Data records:
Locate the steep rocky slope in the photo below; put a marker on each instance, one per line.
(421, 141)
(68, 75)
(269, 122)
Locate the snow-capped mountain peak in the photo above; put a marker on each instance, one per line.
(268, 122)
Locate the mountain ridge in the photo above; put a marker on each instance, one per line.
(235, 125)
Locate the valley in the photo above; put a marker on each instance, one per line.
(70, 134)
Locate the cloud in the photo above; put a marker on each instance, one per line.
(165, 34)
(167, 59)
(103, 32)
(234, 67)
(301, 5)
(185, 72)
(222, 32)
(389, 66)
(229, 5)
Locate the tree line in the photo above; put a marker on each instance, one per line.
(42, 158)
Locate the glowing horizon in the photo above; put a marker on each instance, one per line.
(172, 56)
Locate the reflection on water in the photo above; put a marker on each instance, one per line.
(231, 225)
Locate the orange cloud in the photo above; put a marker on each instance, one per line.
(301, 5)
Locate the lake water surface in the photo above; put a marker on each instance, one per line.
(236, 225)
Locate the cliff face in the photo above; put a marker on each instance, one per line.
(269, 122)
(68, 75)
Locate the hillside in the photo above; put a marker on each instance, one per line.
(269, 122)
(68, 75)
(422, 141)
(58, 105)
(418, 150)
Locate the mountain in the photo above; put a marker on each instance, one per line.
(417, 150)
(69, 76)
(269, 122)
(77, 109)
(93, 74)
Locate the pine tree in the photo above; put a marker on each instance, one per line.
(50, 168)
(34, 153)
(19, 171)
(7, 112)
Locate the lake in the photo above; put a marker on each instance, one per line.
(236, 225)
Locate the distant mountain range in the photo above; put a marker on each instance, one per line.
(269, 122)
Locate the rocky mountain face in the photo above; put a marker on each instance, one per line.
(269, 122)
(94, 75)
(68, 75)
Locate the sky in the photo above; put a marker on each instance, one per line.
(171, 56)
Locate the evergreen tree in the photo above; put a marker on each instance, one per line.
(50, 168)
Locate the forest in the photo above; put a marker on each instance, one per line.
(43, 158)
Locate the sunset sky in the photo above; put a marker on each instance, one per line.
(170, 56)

Task statement: All of the entries need to be reproduced exactly; please write them out.

Final result:
Locate the steep rocky slope in the photo below; put a marker on each instance, one per line.
(421, 141)
(68, 75)
(269, 122)
Locate the snow-capped mountain peak in the photo above; put a marker on each instance, one per line.
(268, 122)
Locate the mountain ridge in the photo above; put a marker on each instance, one per line.
(235, 125)
Locate the valley in the photo above; put a marker on each instance, one per line.
(70, 134)
Locate the cloud in the photo above; put a marker on each instance, one per line.
(165, 34)
(167, 59)
(103, 32)
(234, 67)
(301, 5)
(185, 72)
(222, 32)
(389, 66)
(229, 5)
Locate the tree line in the photo above; put a marker on each instance, one per line.
(42, 158)
Locate the glowing horizon in the photo above; put a marker on each instance, one per line.
(172, 56)
Locate the reflection on water in the photo above; put a marker on each instance, one per line.
(231, 225)
Locate the orange cloud in the photo above; put a marker on each instance, one per line.
(301, 5)
Locate the lake water surface in the photo above; put a marker on each instance, one per line.
(236, 225)
Locate the cliff face in the photo above; put a marker on each instance, one per line.
(269, 122)
(68, 75)
Locate the hillside in the photo above; put a marker on each instance, one per line.
(269, 122)
(68, 75)
(422, 141)
(58, 105)
(418, 150)
Locate the mountain in the photo above; put a marker on each instance, one per line.
(417, 150)
(69, 76)
(269, 122)
(77, 109)
(93, 74)
Locate the pine tree in the photo above; put a marker on each instance, one per line.
(50, 168)
(34, 153)
(19, 171)
(7, 112)
Locate the lake in the photo above; put a marker on each instance, one per line.
(236, 225)
Locate the distant mountain range in the photo above; put a marker on each instance, one per line.
(269, 122)
Locate the rocky mountain face in the photo above; put a marker on each instance, one per line.
(269, 122)
(94, 75)
(68, 75)
Locate the sky in the photo above; put a marker on each instance, one per line.
(171, 56)
Locate the evergreen tree in the photo above; put a marker on each instance, one per line.
(50, 168)
Locate the forest in the photo above; put a marker on each instance, one per line.
(43, 158)
Locate the sunset sky in the photo above; put a marker on each instance, one per line.
(170, 56)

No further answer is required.